* _TASK DIRECTIONS_:
Everything from the line containing "Keypoint placement for each instance of the person" through the line containing "Keypoint placement for each instance of the student" should be repeated exactly, and nothing else from the data.

* _EXERCISE DATA_:
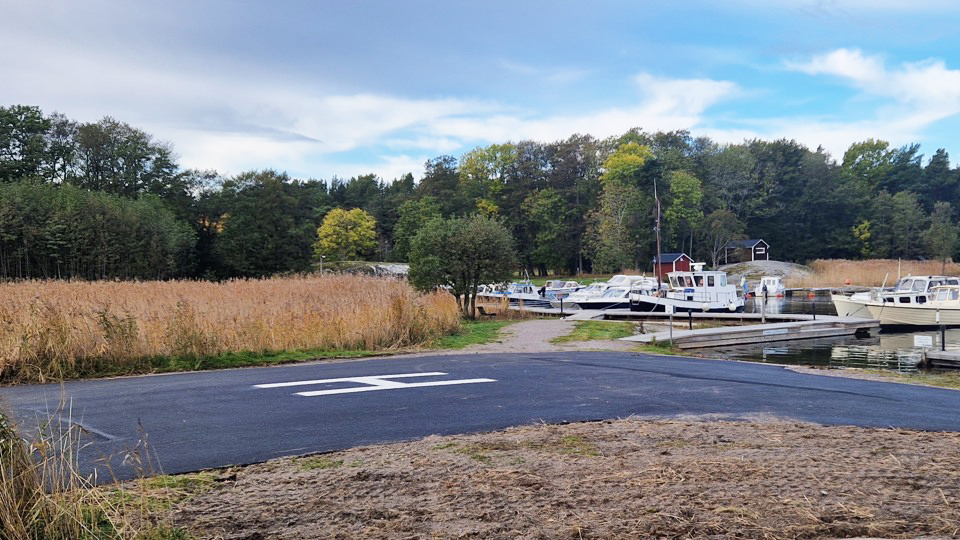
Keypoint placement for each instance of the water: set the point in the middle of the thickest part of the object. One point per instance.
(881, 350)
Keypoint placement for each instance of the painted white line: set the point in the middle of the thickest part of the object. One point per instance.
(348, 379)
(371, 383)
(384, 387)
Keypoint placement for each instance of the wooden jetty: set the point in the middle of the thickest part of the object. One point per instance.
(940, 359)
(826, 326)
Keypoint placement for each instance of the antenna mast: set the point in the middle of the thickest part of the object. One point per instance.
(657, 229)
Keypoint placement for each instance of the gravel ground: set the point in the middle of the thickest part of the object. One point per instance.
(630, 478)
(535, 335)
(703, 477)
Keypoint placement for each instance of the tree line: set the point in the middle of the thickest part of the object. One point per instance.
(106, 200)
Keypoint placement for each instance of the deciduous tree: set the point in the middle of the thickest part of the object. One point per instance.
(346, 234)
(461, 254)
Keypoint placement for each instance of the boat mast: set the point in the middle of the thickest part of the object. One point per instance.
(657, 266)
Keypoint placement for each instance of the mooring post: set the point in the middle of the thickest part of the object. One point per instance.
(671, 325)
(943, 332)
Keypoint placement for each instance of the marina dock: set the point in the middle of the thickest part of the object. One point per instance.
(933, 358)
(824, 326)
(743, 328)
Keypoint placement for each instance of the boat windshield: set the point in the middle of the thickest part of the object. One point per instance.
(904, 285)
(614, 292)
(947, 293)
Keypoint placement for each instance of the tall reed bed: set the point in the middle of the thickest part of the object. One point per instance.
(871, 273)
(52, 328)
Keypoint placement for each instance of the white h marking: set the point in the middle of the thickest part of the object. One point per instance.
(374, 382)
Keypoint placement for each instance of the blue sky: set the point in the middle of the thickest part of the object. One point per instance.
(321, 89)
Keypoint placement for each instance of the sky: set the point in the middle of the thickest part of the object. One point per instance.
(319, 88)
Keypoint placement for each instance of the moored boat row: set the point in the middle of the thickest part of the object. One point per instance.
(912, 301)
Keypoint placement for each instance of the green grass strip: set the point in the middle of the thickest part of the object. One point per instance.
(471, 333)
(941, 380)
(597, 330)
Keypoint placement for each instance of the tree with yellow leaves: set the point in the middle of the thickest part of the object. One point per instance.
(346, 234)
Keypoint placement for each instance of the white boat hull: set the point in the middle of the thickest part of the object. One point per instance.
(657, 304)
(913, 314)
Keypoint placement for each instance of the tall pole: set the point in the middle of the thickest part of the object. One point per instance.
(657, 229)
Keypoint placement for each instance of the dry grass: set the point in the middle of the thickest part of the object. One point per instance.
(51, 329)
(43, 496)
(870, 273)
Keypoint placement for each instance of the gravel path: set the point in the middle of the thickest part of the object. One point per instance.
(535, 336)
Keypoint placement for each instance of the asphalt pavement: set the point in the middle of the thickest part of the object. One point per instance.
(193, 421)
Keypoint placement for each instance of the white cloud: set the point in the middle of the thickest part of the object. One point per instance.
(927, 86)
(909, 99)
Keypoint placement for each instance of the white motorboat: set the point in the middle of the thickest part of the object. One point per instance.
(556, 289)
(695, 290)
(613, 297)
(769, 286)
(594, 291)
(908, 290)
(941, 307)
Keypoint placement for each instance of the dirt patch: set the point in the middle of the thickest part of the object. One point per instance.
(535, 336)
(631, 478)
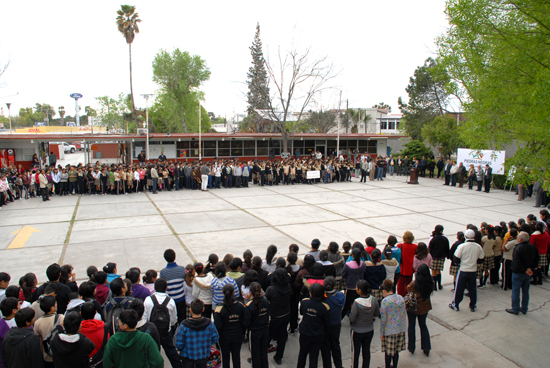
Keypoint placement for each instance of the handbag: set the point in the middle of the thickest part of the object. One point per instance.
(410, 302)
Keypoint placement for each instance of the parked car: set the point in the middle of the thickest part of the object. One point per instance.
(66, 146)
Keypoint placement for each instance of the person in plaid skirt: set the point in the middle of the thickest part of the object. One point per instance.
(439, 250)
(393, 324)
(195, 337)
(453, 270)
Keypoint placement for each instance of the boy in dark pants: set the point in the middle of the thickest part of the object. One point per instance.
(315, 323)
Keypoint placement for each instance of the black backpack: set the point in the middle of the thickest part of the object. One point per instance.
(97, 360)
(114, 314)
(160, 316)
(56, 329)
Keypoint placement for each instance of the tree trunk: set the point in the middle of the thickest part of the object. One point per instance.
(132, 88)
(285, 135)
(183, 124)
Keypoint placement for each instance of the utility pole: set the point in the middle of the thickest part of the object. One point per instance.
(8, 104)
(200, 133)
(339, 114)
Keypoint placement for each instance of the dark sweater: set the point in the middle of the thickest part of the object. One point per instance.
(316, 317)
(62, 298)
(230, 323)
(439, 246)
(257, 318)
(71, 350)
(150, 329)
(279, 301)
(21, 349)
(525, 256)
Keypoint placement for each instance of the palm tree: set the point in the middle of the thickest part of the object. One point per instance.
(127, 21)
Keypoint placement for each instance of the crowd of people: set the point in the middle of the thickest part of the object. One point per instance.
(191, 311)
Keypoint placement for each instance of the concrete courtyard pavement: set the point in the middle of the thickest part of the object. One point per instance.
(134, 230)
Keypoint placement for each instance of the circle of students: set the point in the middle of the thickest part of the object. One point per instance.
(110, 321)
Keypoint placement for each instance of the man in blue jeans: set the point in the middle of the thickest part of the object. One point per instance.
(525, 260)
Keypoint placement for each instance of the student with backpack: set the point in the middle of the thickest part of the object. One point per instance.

---

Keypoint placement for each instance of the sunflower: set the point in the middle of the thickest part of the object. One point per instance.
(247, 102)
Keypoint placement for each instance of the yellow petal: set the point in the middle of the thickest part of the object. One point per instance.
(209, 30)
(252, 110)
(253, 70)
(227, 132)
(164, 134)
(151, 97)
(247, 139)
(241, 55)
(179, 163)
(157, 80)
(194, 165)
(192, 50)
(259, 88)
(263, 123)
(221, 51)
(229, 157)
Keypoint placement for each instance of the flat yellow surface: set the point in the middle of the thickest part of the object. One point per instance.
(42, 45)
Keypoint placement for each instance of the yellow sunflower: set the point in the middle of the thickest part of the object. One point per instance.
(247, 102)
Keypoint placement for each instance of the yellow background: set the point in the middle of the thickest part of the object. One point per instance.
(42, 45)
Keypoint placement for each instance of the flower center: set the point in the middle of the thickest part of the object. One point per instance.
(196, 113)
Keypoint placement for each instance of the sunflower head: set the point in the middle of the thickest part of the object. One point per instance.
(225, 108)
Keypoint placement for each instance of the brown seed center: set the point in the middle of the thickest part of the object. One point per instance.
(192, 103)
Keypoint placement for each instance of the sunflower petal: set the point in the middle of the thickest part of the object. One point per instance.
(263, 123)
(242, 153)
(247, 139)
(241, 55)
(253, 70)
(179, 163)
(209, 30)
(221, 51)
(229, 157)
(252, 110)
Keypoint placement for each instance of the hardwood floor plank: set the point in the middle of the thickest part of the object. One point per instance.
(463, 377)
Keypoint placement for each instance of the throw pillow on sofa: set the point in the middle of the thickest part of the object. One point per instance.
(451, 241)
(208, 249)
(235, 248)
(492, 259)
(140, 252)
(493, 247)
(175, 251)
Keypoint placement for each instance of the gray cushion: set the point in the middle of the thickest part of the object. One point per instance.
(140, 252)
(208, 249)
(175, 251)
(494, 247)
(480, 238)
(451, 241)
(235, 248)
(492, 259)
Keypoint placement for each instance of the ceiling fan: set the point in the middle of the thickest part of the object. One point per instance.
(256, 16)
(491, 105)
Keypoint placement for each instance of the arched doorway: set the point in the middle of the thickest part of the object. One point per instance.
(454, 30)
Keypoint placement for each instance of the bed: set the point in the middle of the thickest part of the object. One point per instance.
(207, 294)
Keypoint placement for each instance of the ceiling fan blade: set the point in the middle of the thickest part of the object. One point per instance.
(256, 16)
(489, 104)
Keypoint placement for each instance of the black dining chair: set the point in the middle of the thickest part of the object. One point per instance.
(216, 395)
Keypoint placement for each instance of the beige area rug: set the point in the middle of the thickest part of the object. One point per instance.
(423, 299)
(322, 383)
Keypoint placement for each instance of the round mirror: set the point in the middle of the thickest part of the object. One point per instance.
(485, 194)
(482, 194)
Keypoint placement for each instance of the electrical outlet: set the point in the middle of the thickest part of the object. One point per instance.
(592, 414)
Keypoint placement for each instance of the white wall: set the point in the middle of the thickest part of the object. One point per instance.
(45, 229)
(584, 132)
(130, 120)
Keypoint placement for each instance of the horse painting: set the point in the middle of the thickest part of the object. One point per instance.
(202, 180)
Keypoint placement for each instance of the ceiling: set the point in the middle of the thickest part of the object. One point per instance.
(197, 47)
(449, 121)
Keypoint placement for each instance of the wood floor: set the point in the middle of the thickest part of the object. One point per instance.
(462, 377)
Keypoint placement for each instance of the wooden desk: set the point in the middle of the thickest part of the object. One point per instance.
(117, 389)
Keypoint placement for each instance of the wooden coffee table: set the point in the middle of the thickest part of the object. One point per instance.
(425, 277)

* _SOLUTION TO THIS PROBLEM_:
Keypoint placement for each instance of the person in plaid skirt: set the point in the middle of the thickest part of the object. One point per instance.
(439, 250)
(393, 324)
(195, 337)
(453, 270)
Keypoint placement for each instance of the boy in dark pants: set the point in the middle of the thickest part of the object. One point per instance.
(315, 323)
Keypoint placement for each instance of the black backpack: set the point in the middle of the thickest part of the object. One point per instance.
(97, 360)
(114, 314)
(160, 316)
(56, 329)
Keypoint placement for each instance of the tree trunk: set the point in the middle of the thickest part of the object. One point per instance.
(132, 88)
(285, 135)
(183, 124)
Keypoint placement for each instance of the utility pole: set the point in the middle of the thickest part of the object. One point per instance.
(8, 104)
(200, 133)
(339, 114)
Keypoint placement for each instance of the dark sweater: set the point in the middle of the thickest part of the object. One point per instance.
(316, 317)
(62, 298)
(230, 323)
(439, 246)
(257, 318)
(71, 350)
(150, 329)
(279, 301)
(21, 349)
(525, 256)
Keypoint placement for each instance of the palm tree: set the point in the middle of the thickest part of the object. One point per instance.
(127, 21)
Keypoint placement for each instance of the crowd of people: set the point in the middle of the thickest part of the object. One point per instance.
(191, 311)
Keypoint placement for each instance of the concrete courtyard pavement: set the point in the middle of the thickest part of the object. One point per instance.
(134, 230)
Keypoint placement for each instance of the circle of students: set the point in the middle of the thickest part of the object. One point per instance.
(110, 321)
Keypoint placement for each instance of the man in blue jeans: set the point in the middle of the thickest part of the object. One point per instance.
(525, 260)
Keypoint placement for each instance of the student with backpack: set the point in the middle of the thickest part of the object. One point per instance.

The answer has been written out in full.